* _GIVEN TASK_
Transcribe the entries that follow, word for word.

* _ENTRIES SHOWN_
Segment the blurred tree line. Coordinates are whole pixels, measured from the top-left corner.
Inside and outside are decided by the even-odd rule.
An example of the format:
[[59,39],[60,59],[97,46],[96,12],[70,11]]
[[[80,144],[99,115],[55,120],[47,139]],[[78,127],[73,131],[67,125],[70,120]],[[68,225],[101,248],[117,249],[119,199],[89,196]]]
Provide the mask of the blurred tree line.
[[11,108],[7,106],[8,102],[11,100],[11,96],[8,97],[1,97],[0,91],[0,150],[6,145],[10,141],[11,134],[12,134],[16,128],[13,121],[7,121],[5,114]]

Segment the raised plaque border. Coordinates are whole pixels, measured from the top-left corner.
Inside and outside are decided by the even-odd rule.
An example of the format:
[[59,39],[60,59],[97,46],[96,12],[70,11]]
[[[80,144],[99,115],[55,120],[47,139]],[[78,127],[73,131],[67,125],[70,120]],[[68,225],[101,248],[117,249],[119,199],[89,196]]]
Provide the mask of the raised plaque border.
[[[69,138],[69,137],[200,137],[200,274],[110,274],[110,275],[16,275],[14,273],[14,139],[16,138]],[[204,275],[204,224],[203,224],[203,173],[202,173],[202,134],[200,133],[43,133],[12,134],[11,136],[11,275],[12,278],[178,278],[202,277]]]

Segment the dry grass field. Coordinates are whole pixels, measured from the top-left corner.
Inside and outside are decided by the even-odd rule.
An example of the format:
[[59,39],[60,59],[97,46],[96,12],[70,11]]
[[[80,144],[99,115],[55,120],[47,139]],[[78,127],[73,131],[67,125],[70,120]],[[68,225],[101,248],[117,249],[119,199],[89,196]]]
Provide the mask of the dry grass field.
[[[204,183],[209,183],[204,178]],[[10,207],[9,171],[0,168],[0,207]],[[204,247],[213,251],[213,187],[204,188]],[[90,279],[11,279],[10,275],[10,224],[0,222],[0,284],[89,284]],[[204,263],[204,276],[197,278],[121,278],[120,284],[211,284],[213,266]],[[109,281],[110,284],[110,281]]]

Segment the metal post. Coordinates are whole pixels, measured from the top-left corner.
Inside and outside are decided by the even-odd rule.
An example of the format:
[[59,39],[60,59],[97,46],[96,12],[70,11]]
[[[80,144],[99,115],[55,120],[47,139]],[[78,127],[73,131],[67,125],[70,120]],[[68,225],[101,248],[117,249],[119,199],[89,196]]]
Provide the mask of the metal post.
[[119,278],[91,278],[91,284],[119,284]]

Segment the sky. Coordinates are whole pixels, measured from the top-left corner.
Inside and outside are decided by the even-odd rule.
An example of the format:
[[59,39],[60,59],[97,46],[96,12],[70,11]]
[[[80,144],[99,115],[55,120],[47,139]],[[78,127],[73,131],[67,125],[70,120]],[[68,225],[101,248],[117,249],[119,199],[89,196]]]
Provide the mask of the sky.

* _IN RESPONSE_
Segment the blurred tree line. Coordinates are whole pixels, measured from the top-left corner.
Inside and outside are decided by the even-odd rule.
An example of the format:
[[59,39],[60,59],[97,46],[96,12],[70,11]]
[[[80,144],[99,115],[55,120],[47,139]],[[78,127],[73,131],[67,125],[70,120]],[[68,225],[101,248],[117,249],[119,199],[89,196]]]
Provide the mask of the blurred tree line.
[[11,108],[7,106],[8,102],[11,100],[11,96],[8,97],[1,97],[0,91],[0,150],[6,145],[10,141],[11,134],[12,134],[16,128],[13,121],[7,121],[5,114]]

Segment the raised plaque border. Coordinates are whole pixels, measured from the top-left corner.
Inside and outside are decided by the even-odd rule.
An example of the format:
[[59,39],[60,59],[97,46],[96,12],[70,11]]
[[[80,144],[99,115],[55,120],[47,139]],[[78,127],[73,131],[67,125],[70,120]],[[68,225],[101,248],[117,249],[119,199],[89,196]]]
Provide the mask of the raised plaque border.
[[[69,138],[69,137],[200,137],[200,274],[110,274],[110,275],[16,275],[14,273],[14,139],[16,138]],[[204,275],[204,224],[203,224],[203,173],[202,173],[202,134],[200,133],[43,133],[12,134],[11,136],[11,275],[12,278],[178,278],[202,277]]]

Segment the dry grass field. Coordinates are whole pixels, measured from the top-left corner.
Inside and outside are decided by the even-odd rule.
An example of the format:
[[59,39],[60,59],[97,46],[96,12],[70,11]]
[[[80,144],[99,115],[55,120],[47,139]],[[78,127],[73,131],[67,125],[70,120]],[[68,225],[101,248],[117,249],[119,199],[89,196]]]
Provide the mask of the dry grass field.
[[[204,183],[209,183],[204,178]],[[10,207],[9,171],[0,168],[0,207]],[[204,247],[213,251],[213,187],[204,188]],[[90,279],[11,279],[10,275],[10,224],[0,222],[0,284],[89,284]],[[204,263],[204,276],[197,278],[121,278],[120,284],[211,284],[213,266]],[[109,281],[110,284],[110,281]]]

Segment the metal post. Coordinates are whole pixels, measured from the top-left corner.
Inside and outside are decided by the even-odd rule.
An example of the format:
[[59,39],[60,59],[97,46],[96,12],[70,11]]
[[[80,144],[99,115],[55,120],[47,139]],[[78,127],[73,131],[67,125],[70,120]],[[68,225],[101,248],[117,249],[119,199],[89,196]]]
Provide the mask of the metal post.
[[119,278],[91,278],[91,284],[119,284]]

Segment the sky. Coordinates are whole pixels, measured from the top-left corner.
Inside and outside are decided by the even-odd rule.
An example of the format:
[[59,39],[60,59],[97,46],[96,12],[70,11]]
[[[80,144],[99,115],[55,120],[47,139]],[[78,127],[73,131],[67,125],[70,120]],[[68,225],[101,248],[117,249],[119,199],[89,196]]]
Provide the mask of the sky.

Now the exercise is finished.